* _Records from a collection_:

────────────────

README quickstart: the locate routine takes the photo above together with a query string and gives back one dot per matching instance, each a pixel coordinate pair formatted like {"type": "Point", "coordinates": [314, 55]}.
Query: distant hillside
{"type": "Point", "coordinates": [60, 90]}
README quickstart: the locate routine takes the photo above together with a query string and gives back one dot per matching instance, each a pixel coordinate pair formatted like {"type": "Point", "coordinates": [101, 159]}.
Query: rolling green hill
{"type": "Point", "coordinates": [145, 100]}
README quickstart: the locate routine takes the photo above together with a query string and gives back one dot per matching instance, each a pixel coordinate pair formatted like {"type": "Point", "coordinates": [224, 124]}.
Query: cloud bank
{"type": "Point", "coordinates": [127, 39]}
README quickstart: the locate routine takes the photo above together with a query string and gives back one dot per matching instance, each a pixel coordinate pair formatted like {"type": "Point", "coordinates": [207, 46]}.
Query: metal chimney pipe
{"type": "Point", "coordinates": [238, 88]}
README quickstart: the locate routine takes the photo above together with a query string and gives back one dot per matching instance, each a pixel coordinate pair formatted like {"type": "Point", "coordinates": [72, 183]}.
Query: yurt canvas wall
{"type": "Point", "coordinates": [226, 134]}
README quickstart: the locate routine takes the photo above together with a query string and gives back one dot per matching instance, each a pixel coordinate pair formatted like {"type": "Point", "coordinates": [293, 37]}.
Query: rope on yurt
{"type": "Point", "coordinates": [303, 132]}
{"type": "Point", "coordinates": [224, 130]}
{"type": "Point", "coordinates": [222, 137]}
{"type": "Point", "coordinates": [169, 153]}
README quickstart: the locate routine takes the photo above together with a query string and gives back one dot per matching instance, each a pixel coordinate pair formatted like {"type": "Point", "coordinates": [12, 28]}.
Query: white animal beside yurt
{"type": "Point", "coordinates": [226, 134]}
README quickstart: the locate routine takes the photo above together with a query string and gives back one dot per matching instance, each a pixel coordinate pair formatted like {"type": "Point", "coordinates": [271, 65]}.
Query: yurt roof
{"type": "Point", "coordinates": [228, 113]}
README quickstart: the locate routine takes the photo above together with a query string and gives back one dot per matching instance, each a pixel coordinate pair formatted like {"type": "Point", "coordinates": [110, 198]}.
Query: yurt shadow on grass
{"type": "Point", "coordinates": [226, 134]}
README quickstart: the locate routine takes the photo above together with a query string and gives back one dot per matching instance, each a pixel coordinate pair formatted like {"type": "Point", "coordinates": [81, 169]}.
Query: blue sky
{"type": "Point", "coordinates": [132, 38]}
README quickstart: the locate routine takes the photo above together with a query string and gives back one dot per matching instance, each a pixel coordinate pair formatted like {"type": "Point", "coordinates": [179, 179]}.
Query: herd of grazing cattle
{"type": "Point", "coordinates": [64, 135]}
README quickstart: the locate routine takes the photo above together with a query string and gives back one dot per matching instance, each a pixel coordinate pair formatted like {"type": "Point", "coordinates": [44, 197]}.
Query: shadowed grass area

────────────────

* _What is being asked_:
Return the full listing, character for character.

* _Full answer_:
README quickstart: the locate routine takes the photo above together with a query string and gives back one dot per matching instance, each a pixel coordinate pair formatted like {"type": "Point", "coordinates": [314, 55]}.
Query: distant hillside
{"type": "Point", "coordinates": [60, 90]}
README quickstart: the locate routine takes the photo above together with a query string and gives back one dot per matching instance, each a pixel coordinate pair formatted like {"type": "Point", "coordinates": [101, 159]}.
Query: rolling green hill
{"type": "Point", "coordinates": [145, 100]}
README quickstart: the locate routine takes the photo above together with a query string and gives back one dot per matching instance, each a pixel coordinate pair formatted like {"type": "Point", "coordinates": [224, 124]}.
Query: cloud bank
{"type": "Point", "coordinates": [127, 39]}
README quickstart: the locate routine takes the photo above together with a query string and gives back one dot per matching instance, each a pixel coordinate pair formatted like {"type": "Point", "coordinates": [207, 46]}.
Query: metal chimney pipe
{"type": "Point", "coordinates": [238, 88]}
README quickstart: the locate routine takes the photo above together with a query string and gives back one dot per matching instance, each a pixel coordinate pair formatted like {"type": "Point", "coordinates": [72, 183]}.
Query: yurt canvas wall
{"type": "Point", "coordinates": [226, 134]}
README quickstart: the locate routine takes the photo above together with a query string and gives back one dot per matching instance, each a pixel coordinate pair formatted like {"type": "Point", "coordinates": [293, 37]}.
Query: rope on yurt
{"type": "Point", "coordinates": [303, 132]}
{"type": "Point", "coordinates": [224, 130]}
{"type": "Point", "coordinates": [222, 137]}
{"type": "Point", "coordinates": [169, 153]}
README quickstart: the locate routine takes the photo above together with a query string and gives back one dot per matching instance, each a pixel coordinate pair formatted like {"type": "Point", "coordinates": [12, 28]}.
Query: white animal beside yurt
{"type": "Point", "coordinates": [226, 134]}
README quickstart: the locate routine takes the photo above together with a query string and gives back one dot per matching instance, each a pixel coordinate pair formatted like {"type": "Point", "coordinates": [271, 65]}.
Query: yurt roof
{"type": "Point", "coordinates": [228, 113]}
README quickstart: the locate routine takes the photo above together with a query string and gives back one dot per matching instance, each a pixel coordinate pair formatted like {"type": "Point", "coordinates": [110, 198]}.
Query: yurt shadow on grass
{"type": "Point", "coordinates": [226, 134]}
README quickstart: the locate routine takes the photo above together with a query string and gives back one dot per matching instance, each a pixel coordinate pair formatted like {"type": "Point", "coordinates": [81, 169]}.
Query: blue sky
{"type": "Point", "coordinates": [132, 38]}
README quickstart: the locate routine takes the photo above together with a query string and gives back one dot per matching instance, each a pixel coordinate pair formatted like {"type": "Point", "coordinates": [179, 179]}.
Query: herd of grazing cattle
{"type": "Point", "coordinates": [64, 135]}
README quickstart: the locate routine takes the photo above together with a query string and gives back one dot per matching instance, each a pixel coordinate pair formatted like {"type": "Point", "coordinates": [44, 197]}.
Query: shadowed grass area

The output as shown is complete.